======== Text segment

Cloud Economics with Kubernetes and Containers
I recently was asked about how to estimate the cost utilized within a Kubernetes environment. The economics of dealing with On-Premises to the Cloud is well defined. However, the capability of estimating the cost of running orchestrated containerization is not well defined. In this article, I am going to explain how to estimate this cost and setup involving baselines to help analyze cost. Let’s start with a baseline. The baseline can be created on a couple of factors: Availability and Resource Allocation.
Availability identifies how long an application or service needs to be available based on the demand. The availability is determined by the importance of the data.
Example Baseline for Availability: This is different than the availability of Kubernetes Master Clusters. The Kubernetes master clusters are inherited by the support provided by the Service Provider. For the context of this article, the Service Provider is meant more as a Platform as a Service (PaaS). The application provided to the customer in this sense will need to be highly available. That is to include Front-end, Back-end API, and Database.

================

Goal of the exercise –
According to the article on Kubernetes cost estimation, what two factors can a baseline be created on?

======== Given records

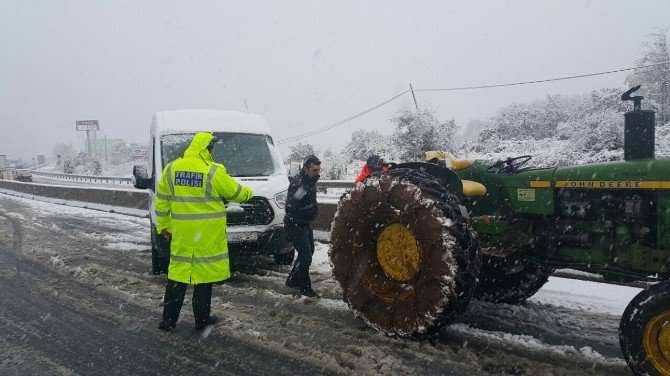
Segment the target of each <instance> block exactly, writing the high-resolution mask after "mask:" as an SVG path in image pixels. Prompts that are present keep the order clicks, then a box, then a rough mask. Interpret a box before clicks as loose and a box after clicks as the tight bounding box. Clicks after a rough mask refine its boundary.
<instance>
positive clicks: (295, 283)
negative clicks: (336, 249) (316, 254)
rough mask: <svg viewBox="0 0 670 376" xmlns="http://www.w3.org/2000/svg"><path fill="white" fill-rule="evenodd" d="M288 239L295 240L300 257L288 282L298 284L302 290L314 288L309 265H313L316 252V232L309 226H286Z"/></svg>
mask: <svg viewBox="0 0 670 376" xmlns="http://www.w3.org/2000/svg"><path fill="white" fill-rule="evenodd" d="M286 237H287V240H288V241H290V242H293V247H294V248H295V250H296V251H297V252H298V258H296V260H295V262H294V263H293V269H292V270H291V274H289V276H288V279H287V280H286V283H287V284H288V285H293V286H298V287H300V289H301V290H307V289H311V288H312V281H311V280H310V278H309V266H310V265H312V255H313V254H314V232H313V231H312V229H311V228H310V227H309V226H297V227H293V226H291V227H287V228H286Z"/></svg>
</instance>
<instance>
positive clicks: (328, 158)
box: [319, 149, 347, 180]
mask: <svg viewBox="0 0 670 376" xmlns="http://www.w3.org/2000/svg"><path fill="white" fill-rule="evenodd" d="M319 154H321V178H322V179H326V180H342V179H344V178H345V176H346V172H347V163H346V161H345V159H347V158H346V156H344V155H343V154H342V153H333V151H332V150H331V149H326V151H324V152H321V153H319Z"/></svg>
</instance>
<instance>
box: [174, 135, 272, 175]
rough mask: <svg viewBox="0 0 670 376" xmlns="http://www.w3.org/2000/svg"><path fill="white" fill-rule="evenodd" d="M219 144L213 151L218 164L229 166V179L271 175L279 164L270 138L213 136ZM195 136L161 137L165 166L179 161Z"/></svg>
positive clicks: (227, 166) (228, 172) (247, 135)
mask: <svg viewBox="0 0 670 376" xmlns="http://www.w3.org/2000/svg"><path fill="white" fill-rule="evenodd" d="M213 134H214V136H215V137H217V138H218V139H219V142H218V143H217V144H216V145H215V146H214V150H212V157H213V158H214V161H215V162H217V163H221V164H223V165H224V166H226V172H228V174H229V175H230V176H237V177H242V176H268V175H272V174H273V173H274V172H275V171H276V170H277V169H276V166H277V165H278V163H279V160H278V154H277V151H276V147H275V146H274V144H273V142H272V138H271V137H270V136H268V135H261V134H249V133H223V132H213ZM194 135H195V133H180V134H168V135H163V136H162V137H161V153H162V156H163V166H166V165H167V164H168V163H170V162H172V161H174V160H175V159H177V158H180V157H182V156H183V155H184V151H185V150H186V148H188V146H189V145H190V144H191V140H192V139H193V136H194Z"/></svg>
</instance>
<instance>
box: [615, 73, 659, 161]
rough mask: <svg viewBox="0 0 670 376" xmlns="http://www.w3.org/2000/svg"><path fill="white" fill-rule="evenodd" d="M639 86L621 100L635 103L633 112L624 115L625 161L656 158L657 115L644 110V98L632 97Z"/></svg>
mask: <svg viewBox="0 0 670 376" xmlns="http://www.w3.org/2000/svg"><path fill="white" fill-rule="evenodd" d="M640 86H641V85H637V86H635V87H633V88H631V89H630V90H628V91H627V92H625V93H623V95H622V96H621V100H623V101H633V111H628V112H626V113H625V114H624V133H623V140H624V141H623V155H624V157H623V159H624V160H627V161H630V160H635V159H647V158H654V157H655V154H656V153H655V143H656V113H655V112H654V111H650V110H643V109H642V98H644V97H642V96H634V97H631V96H630V95H631V94H632V93H633V92H635V91H636V90H637V89H639V88H640Z"/></svg>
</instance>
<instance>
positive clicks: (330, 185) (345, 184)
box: [32, 171, 354, 191]
mask: <svg viewBox="0 0 670 376" xmlns="http://www.w3.org/2000/svg"><path fill="white" fill-rule="evenodd" d="M32 174H33V175H36V176H44V177H48V178H54V179H63V180H71V181H90V182H94V183H111V184H127V185H130V184H132V183H133V179H132V178H123V177H119V176H93V175H72V174H61V173H56V172H44V171H32ZM316 187H317V189H319V190H320V191H323V190H326V189H328V188H342V189H351V188H353V187H354V182H352V181H348V180H319V181H318V182H317V183H316Z"/></svg>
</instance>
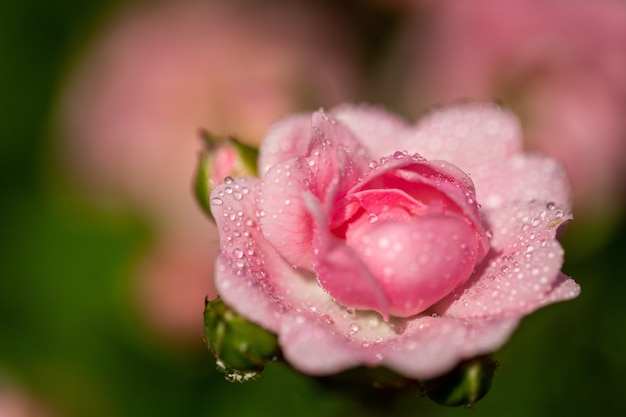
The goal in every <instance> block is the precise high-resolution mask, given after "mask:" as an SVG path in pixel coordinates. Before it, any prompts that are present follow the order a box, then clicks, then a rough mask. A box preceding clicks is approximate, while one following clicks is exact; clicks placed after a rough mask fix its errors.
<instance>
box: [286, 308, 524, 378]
mask: <svg viewBox="0 0 626 417" xmlns="http://www.w3.org/2000/svg"><path fill="white" fill-rule="evenodd" d="M345 316H348V317H349V318H351V321H350V320H345V319H343V320H341V318H342V317H345ZM334 317H338V318H339V320H338V321H340V322H341V323H333V325H328V324H327V323H324V322H320V321H318V320H313V319H311V318H309V317H306V316H304V315H300V316H298V315H290V316H287V317H286V318H285V320H284V322H283V325H284V327H283V331H282V332H281V336H280V339H279V341H280V344H281V347H282V349H283V354H284V355H285V358H286V359H287V360H288V361H289V363H290V364H291V365H292V366H293V367H295V368H296V369H298V370H300V371H302V372H306V373H308V374H311V375H330V374H334V373H337V372H340V371H342V370H345V369H349V368H352V367H354V366H357V365H360V364H362V365H367V366H386V367H388V368H390V369H392V370H394V371H396V372H398V373H399V374H401V375H405V376H407V377H409V378H414V379H428V378H432V377H436V376H439V375H441V374H443V373H445V372H447V371H449V370H450V369H452V368H453V367H454V366H456V365H457V364H458V363H459V362H460V361H461V360H463V359H468V358H471V357H474V356H476V355H480V354H485V353H489V352H493V351H494V350H496V349H498V348H499V347H501V346H502V344H504V343H505V342H506V341H507V340H508V338H509V336H510V335H511V333H512V332H513V330H514V329H515V327H516V326H517V324H518V321H519V319H518V318H500V317H498V318H490V319H478V320H472V321H471V322H468V321H464V320H459V319H455V318H446V317H431V316H419V317H415V318H413V319H411V320H406V323H404V324H396V325H394V324H390V323H385V322H383V321H381V320H378V319H376V318H372V317H371V316H370V318H368V317H367V316H366V317H359V315H358V314H354V313H352V314H344V315H343V316H342V315H339V314H337V315H335V316H334ZM346 324H347V329H343V330H342V326H345V325H346Z"/></svg>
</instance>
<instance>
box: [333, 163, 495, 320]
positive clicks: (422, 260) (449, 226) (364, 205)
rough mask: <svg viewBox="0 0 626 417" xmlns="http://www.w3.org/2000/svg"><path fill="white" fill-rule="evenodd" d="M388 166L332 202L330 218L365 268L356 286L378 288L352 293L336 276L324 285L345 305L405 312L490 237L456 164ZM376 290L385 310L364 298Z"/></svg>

================

Output below –
Availability and Resource Allocation.